(Goal of the exercise)
Nothing in the data should change when you return it, but leave the pictures out.
╭──
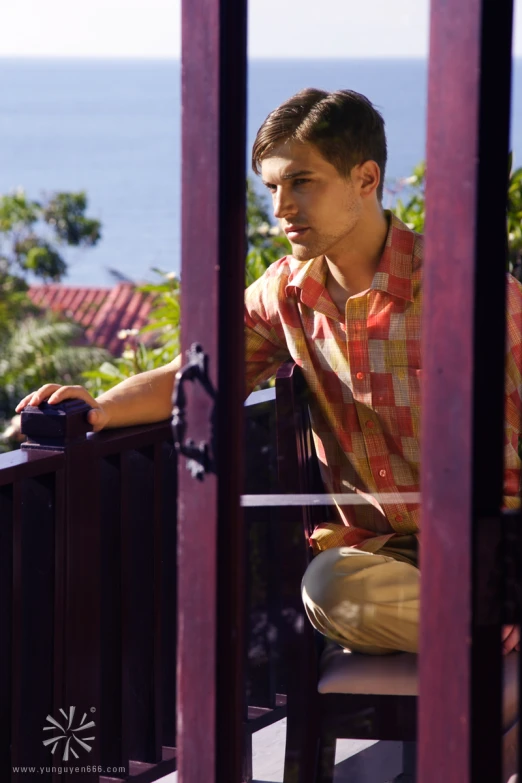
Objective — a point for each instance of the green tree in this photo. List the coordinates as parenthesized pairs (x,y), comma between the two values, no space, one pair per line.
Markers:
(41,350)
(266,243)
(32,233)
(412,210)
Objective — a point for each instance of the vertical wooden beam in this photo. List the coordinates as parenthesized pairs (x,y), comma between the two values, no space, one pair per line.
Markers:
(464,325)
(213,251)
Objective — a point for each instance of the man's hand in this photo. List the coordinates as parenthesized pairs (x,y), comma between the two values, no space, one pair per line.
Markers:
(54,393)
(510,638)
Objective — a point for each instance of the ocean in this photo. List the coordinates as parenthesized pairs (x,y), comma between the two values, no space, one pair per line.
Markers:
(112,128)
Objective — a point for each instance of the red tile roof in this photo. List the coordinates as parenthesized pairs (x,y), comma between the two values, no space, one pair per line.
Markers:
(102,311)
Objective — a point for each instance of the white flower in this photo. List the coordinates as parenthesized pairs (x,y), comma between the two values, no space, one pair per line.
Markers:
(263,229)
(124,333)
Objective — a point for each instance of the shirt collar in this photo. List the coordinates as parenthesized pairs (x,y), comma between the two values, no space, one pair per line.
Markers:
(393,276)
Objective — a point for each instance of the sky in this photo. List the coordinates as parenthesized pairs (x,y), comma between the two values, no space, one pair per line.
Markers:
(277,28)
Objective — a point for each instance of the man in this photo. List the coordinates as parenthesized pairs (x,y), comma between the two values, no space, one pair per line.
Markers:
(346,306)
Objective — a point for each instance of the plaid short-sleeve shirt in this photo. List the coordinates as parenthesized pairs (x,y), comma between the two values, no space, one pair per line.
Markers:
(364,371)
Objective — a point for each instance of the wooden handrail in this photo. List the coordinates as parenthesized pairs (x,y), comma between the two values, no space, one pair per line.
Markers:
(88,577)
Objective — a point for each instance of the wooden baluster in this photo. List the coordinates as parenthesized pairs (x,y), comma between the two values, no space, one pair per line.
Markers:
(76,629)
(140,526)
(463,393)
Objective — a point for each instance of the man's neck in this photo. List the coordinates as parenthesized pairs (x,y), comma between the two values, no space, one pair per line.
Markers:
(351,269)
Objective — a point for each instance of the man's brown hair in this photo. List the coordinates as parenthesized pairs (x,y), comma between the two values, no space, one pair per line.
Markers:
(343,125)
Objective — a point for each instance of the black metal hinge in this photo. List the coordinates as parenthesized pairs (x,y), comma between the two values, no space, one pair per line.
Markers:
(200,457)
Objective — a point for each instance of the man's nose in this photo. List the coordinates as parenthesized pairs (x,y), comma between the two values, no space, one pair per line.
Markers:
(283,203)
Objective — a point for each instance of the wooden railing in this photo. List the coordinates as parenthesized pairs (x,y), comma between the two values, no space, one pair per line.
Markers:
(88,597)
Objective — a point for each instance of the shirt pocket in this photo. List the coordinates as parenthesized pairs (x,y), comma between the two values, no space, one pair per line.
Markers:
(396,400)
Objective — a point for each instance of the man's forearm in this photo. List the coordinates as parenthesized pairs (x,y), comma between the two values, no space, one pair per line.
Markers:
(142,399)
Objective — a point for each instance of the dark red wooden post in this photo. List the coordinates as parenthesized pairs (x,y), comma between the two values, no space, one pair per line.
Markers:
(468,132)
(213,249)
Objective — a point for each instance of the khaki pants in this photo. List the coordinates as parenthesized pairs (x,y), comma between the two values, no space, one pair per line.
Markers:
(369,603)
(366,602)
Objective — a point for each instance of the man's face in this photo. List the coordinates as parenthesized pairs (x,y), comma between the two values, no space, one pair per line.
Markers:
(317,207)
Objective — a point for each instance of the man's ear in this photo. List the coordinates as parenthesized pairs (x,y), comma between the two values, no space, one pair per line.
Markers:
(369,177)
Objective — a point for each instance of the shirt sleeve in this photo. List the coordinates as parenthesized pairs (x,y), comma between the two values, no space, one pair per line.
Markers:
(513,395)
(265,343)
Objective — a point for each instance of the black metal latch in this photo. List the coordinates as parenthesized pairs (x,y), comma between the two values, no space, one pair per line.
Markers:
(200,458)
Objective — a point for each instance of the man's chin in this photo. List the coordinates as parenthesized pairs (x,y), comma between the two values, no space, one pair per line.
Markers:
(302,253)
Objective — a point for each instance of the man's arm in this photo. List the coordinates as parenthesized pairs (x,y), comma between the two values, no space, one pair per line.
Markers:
╰──
(The answer)
Objective — a point for each instance of the green tree in this photo. List the coordinates as parenthesized pairs (x,y), comma between the two values, no space, one pair per line.
Markers:
(41,350)
(266,243)
(32,233)
(412,210)
Objective — a point for each instance of the vertical wooden beam in this photo. List the coordinates as parenthesized pairs (x,y), comma between the two values, no space, one pair per line.
Markers:
(464,325)
(213,251)
Objective — a point for each instance of the man's hand in this photo. List the coordinates as parenthesized pairs (x,y), comma between the two values, no space, one pair per line.
Markers:
(54,393)
(510,638)
Objective — a point for each instance of the ocean in this photo. List the coordinates as parenthesized pairs (x,y), comma between the two values, no space, one pair per line.
Markers:
(112,128)
Objective — a point for each instance of the red tile roof in this photo. List the coordinates as parenthesized pairs (x,y), comma between the two values, no space, one pair per line.
Markers:
(102,311)
Objective — a point for each instance of the white flower in this photo. List the coordinates as parenthesized pairs (x,y), comma between the two values, no space, one pair per line.
Markers:
(263,229)
(124,333)
Objective — a point for each instance of the shirt collar in this photo. List the coordinates as parenthesized pairs (x,y), comma between the two values, no space, one pair per line.
Markers:
(393,276)
Objective — a point for each instance of the sky in this photo. List the coordinates as parenthesized pairs (x,y), comma between the two values, no space, one pair per line.
Markers:
(277,28)
Objective — a point for each instance of the man in this photo. List the coordinates as parenthesized pairs (x,y), comma between the two values, no space, one pair per line.
Markers:
(346,306)
Objective — a point for each instance of the plaid short-sleeve shirt in this photo. List the coordinates as parenthesized pairs (x,y), comma between the two values, no space, one pair per line.
Markers:
(364,371)
Objective — a point for each instance of the wooden handrail in this photo. List the coordinates as parenthesized pairs (x,y), comma between the two values, no space, one pair per line.
Markers:
(88,577)
Objective — a point for each instance of the wooden baluster in this photo. List the coordinates as parenthesized pairs (x,y), comma between the two values, no space, one pair per line.
Markers:
(76,629)
(140,526)
(463,393)
Objective — a point for each instance of the man's neck in this photo. List the coordinates as parenthesized pairs (x,y), comma between the two values, no space, one pair per line.
Markers:
(351,269)
Objective — a point for each instance of the man's brown hair in this photo. List the coordinates as parenthesized pairs (x,y), comma between the two values, no space, one pair per line.
Markers:
(343,125)
Objective — a point for each instance of the black metal hinge in this photo. List the coordinates as parenthesized pairs (x,y), comma between the two values, no space, one pair per line.
Markers:
(200,457)
Objective — a point for each instance of the man's nose in this photo. List the coordinates as parenthesized pairs (x,y), comma between the two values, no space, one pair per line.
Markers:
(283,203)
Objective — a point for each instance of the wooden railing in this photo. List the coordinates as parenthesized pairs (x,y), comma between the two values, no space, one pair per line.
Markers:
(88,597)
Objective — a point for each instance of the shirt pocket in this photo. List the coordinates as parenthesized pairs (x,y), comma between the two values, no space, one pair per line.
Markers:
(396,400)
Objective — a point for each instance of the man's forearm in this photo. List the coordinates as parenthesized pairs (x,y), comma between the two values, no space, one pair per line.
Markers:
(142,399)
Objective — a point for each instance of the dark red wooden post in this photo. List the coordinates as parenthesized pairs (x,y), comma between the two values, no space, one pair per line.
Markers:
(468,132)
(213,249)
Objective — a point for each instance of the khaki pants in this photo. List the coordinates as parenthesized pairs (x,y), comma between the two values, no space, one pair per line.
Markers:
(369,603)
(366,602)
Objective — a point for each instance of the man's face in this photo. List the coordinates as parenthesized pairs (x,y), comma between the two values, no space, one pair per line.
Markers:
(317,207)
Objective — a point for each instance of the man's ear in this photo. List the coordinates as parenthesized pairs (x,y), comma between the two values, no space, one pair per line.
Markers:
(369,177)
Objective — a point for each instance of the shirt sleeve in this photo. List the coordinates as parenthesized pairs (x,y), comma between the two values, no space, one pair per line.
Markers:
(513,395)
(265,343)
Objective — a point for each instance of the black metal latch in this photo. List the coordinates as parenthesized pairs (x,y), comma between the two values, no space, one pair per line.
Markers:
(200,458)
Objective — a point for each instance of the man's chin in this photo. List the coordinates as parenthesized pairs (x,y), comma between the two values, no space, one pair per line.
Markers:
(302,253)
Objective — a point for each instance of the man's arm in this photo. List the coordinates as parenthesized pairs (x,y), comma between the two values, no space, one pair per line.
Markers:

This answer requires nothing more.